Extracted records
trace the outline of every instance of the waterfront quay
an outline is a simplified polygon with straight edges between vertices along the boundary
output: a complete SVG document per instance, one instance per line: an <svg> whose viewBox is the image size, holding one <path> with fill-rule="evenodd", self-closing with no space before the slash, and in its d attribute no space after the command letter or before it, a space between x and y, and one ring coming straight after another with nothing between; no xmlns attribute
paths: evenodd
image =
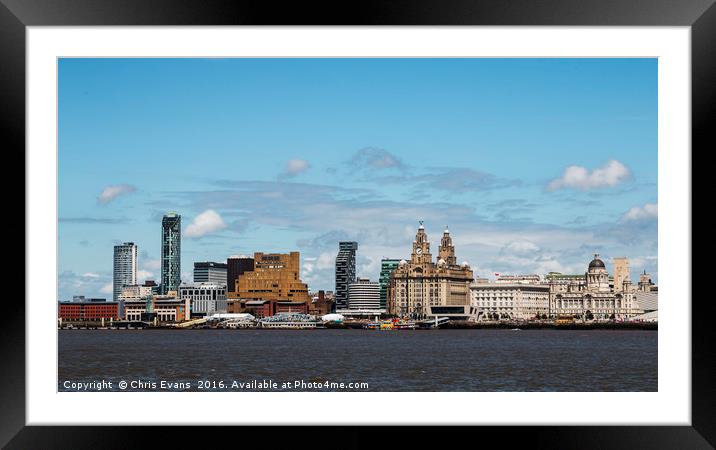
<svg viewBox="0 0 716 450"><path fill-rule="evenodd" d="M287 318L285 316L272 316L272 320L256 319L195 319L180 324L153 323L142 321L65 321L58 325L63 330L236 330L236 329L290 329L290 330L352 330L375 329L380 331L400 331L400 327L380 326L390 324L392 321L369 321L366 319L321 321L310 316L301 318ZM465 320L439 320L418 321L406 323L414 324L403 329L410 330L480 330L480 329L508 329L508 330L657 330L658 322L617 322L617 321L483 321L471 322Z"/></svg>

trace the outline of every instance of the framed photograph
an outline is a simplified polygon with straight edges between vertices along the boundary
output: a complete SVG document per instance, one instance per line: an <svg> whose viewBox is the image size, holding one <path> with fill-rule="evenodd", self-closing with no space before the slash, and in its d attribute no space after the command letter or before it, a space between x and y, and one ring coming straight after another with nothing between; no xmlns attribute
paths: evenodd
<svg viewBox="0 0 716 450"><path fill-rule="evenodd" d="M712 2L2 3L26 161L3 445L713 448Z"/></svg>

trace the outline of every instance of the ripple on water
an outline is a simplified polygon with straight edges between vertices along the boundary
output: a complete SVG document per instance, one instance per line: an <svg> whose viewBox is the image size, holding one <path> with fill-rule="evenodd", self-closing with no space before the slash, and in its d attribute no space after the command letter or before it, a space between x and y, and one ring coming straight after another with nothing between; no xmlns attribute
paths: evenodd
<svg viewBox="0 0 716 450"><path fill-rule="evenodd" d="M657 332L59 331L60 384L127 377L368 382L376 391L656 391Z"/></svg>

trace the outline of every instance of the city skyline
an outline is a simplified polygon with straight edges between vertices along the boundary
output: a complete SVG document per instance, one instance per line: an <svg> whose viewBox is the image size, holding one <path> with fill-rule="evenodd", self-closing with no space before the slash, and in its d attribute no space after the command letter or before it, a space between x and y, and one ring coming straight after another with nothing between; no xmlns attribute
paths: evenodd
<svg viewBox="0 0 716 450"><path fill-rule="evenodd" d="M159 223L193 263L301 252L334 289L448 225L475 276L657 270L655 59L59 63L60 298L110 297L114 245L160 279ZM416 75L417 74L417 75ZM91 113L91 114L90 114ZM611 271L611 268L610 268Z"/></svg>

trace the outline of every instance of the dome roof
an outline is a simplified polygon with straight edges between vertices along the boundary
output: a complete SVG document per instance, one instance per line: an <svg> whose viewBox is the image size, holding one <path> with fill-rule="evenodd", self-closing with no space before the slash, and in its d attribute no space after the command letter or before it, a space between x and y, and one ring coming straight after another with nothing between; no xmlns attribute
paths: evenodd
<svg viewBox="0 0 716 450"><path fill-rule="evenodd" d="M604 269L604 268L606 268L606 266L604 265L604 261L602 261L601 259L599 259L599 254L595 254L595 255L594 255L594 259L592 260L592 262L589 263L589 268L590 268L590 269L596 269L596 268Z"/></svg>
<svg viewBox="0 0 716 450"><path fill-rule="evenodd" d="M445 265L445 260L442 258L438 259L438 266L444 266L444 265Z"/></svg>
<svg viewBox="0 0 716 450"><path fill-rule="evenodd" d="M401 266L404 266L404 265L408 264L408 261L406 261L406 260L404 260L404 259L401 259L398 264L401 265Z"/></svg>

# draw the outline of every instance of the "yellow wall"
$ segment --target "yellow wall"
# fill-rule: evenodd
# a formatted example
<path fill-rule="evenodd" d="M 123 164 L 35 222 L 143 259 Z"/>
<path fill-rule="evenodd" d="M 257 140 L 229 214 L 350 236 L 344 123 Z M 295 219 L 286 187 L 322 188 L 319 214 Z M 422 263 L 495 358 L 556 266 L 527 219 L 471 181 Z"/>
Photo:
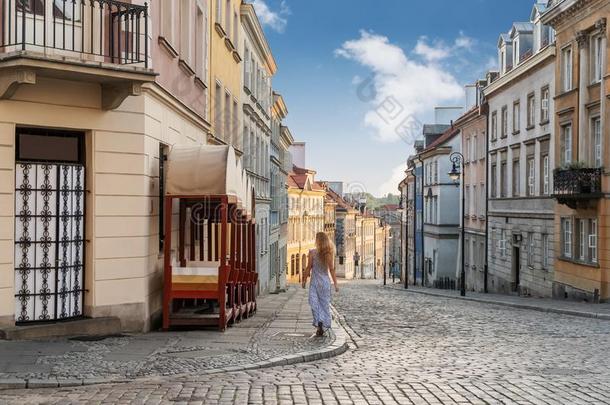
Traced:
<path fill-rule="evenodd" d="M 234 52 L 230 50 L 229 42 L 233 44 L 235 49 L 239 49 L 239 44 L 235 42 L 234 32 L 233 32 L 233 24 L 234 20 L 231 17 L 231 28 L 230 32 L 227 32 L 226 27 L 226 1 L 222 0 L 220 3 L 222 4 L 222 13 L 221 13 L 221 21 L 217 19 L 217 1 L 212 1 L 212 15 L 210 21 L 212 22 L 212 32 L 210 33 L 210 68 L 211 68 L 211 82 L 210 82 L 210 102 L 211 102 L 211 111 L 212 116 L 210 122 L 213 127 L 214 134 L 218 133 L 217 125 L 222 124 L 222 113 L 218 110 L 216 106 L 216 83 L 220 82 L 223 91 L 222 102 L 224 103 L 224 91 L 227 89 L 231 94 L 231 97 L 238 102 L 238 111 L 239 116 L 241 117 L 241 104 L 240 104 L 240 96 L 241 96 L 241 87 L 242 87 L 242 63 L 236 61 L 234 58 Z M 240 20 L 240 4 L 241 0 L 231 0 L 231 10 L 230 12 L 237 13 L 237 24 L 241 25 Z M 220 25 L 221 29 L 217 27 L 217 24 Z M 224 30 L 224 34 L 221 32 Z M 237 32 L 239 33 L 241 27 L 238 26 Z M 228 39 L 228 41 L 227 41 Z M 242 41 L 243 38 L 237 38 L 237 41 Z M 240 58 L 243 58 L 243 55 L 239 55 Z M 241 133 L 241 118 L 240 124 L 238 125 L 238 131 Z M 243 150 L 241 145 L 241 140 L 234 144 L 236 149 Z"/>

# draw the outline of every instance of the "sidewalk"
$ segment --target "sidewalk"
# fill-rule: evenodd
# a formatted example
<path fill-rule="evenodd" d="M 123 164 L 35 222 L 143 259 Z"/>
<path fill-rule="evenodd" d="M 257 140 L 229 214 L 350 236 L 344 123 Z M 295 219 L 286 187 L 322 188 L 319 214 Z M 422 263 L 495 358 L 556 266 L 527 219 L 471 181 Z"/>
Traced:
<path fill-rule="evenodd" d="M 0 341 L 0 389 L 127 382 L 179 374 L 294 364 L 347 350 L 335 320 L 324 338 L 312 337 L 306 290 L 257 301 L 254 317 L 216 330 L 151 332 L 100 340 Z"/>
<path fill-rule="evenodd" d="M 460 299 L 541 312 L 610 320 L 610 304 L 608 303 L 589 304 L 585 302 L 559 301 L 550 298 L 518 297 L 513 295 L 484 294 L 470 291 L 466 291 L 466 296 L 462 297 L 460 296 L 459 291 L 439 290 L 436 288 L 409 286 L 409 288 L 405 290 L 404 285 L 400 283 L 388 284 L 387 287 L 409 293 L 425 294 L 435 297 Z"/>

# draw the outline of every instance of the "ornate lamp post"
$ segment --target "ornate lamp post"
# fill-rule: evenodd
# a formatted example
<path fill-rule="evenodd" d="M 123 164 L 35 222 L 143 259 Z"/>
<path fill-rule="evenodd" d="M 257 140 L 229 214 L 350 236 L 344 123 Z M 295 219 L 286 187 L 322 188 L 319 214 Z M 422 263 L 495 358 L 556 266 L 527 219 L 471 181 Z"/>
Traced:
<path fill-rule="evenodd" d="M 464 209 L 465 209 L 465 193 L 464 193 L 464 155 L 462 155 L 460 152 L 453 152 L 451 155 L 449 155 L 449 160 L 451 160 L 451 163 L 453 164 L 453 167 L 451 168 L 451 171 L 449 172 L 449 178 L 451 178 L 451 180 L 453 180 L 453 182 L 455 183 L 455 185 L 457 186 L 460 182 L 460 177 L 461 177 L 461 183 L 462 183 L 462 243 L 461 243 L 461 256 L 462 256 L 462 271 L 461 271 L 461 276 L 460 276 L 460 295 L 462 297 L 464 297 L 466 295 L 466 267 L 464 265 L 464 244 L 466 242 L 466 240 L 464 239 L 464 228 L 466 223 L 464 222 Z"/>
<path fill-rule="evenodd" d="M 360 265 L 360 253 L 356 252 L 356 254 L 354 254 L 354 267 L 358 268 L 359 265 Z M 360 273 L 362 273 L 362 269 L 359 269 L 359 270 L 360 270 Z M 354 273 L 355 272 L 356 272 L 356 269 L 354 269 Z"/>

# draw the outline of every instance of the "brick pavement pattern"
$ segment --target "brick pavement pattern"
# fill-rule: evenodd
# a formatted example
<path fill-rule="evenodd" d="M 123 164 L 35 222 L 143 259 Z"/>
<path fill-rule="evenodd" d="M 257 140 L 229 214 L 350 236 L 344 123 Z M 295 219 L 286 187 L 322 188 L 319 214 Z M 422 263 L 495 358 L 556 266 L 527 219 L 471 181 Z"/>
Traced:
<path fill-rule="evenodd" d="M 0 403 L 607 404 L 610 322 L 342 286 L 354 347 L 235 373 L 0 392 Z"/>

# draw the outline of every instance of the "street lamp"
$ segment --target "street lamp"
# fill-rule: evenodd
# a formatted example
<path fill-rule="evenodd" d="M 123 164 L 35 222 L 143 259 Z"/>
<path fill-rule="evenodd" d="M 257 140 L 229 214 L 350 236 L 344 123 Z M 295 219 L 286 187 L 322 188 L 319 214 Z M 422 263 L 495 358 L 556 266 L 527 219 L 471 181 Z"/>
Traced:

TASK
Number of lines above with the word "every": supply it alone.

REPLY TO THE TASK
10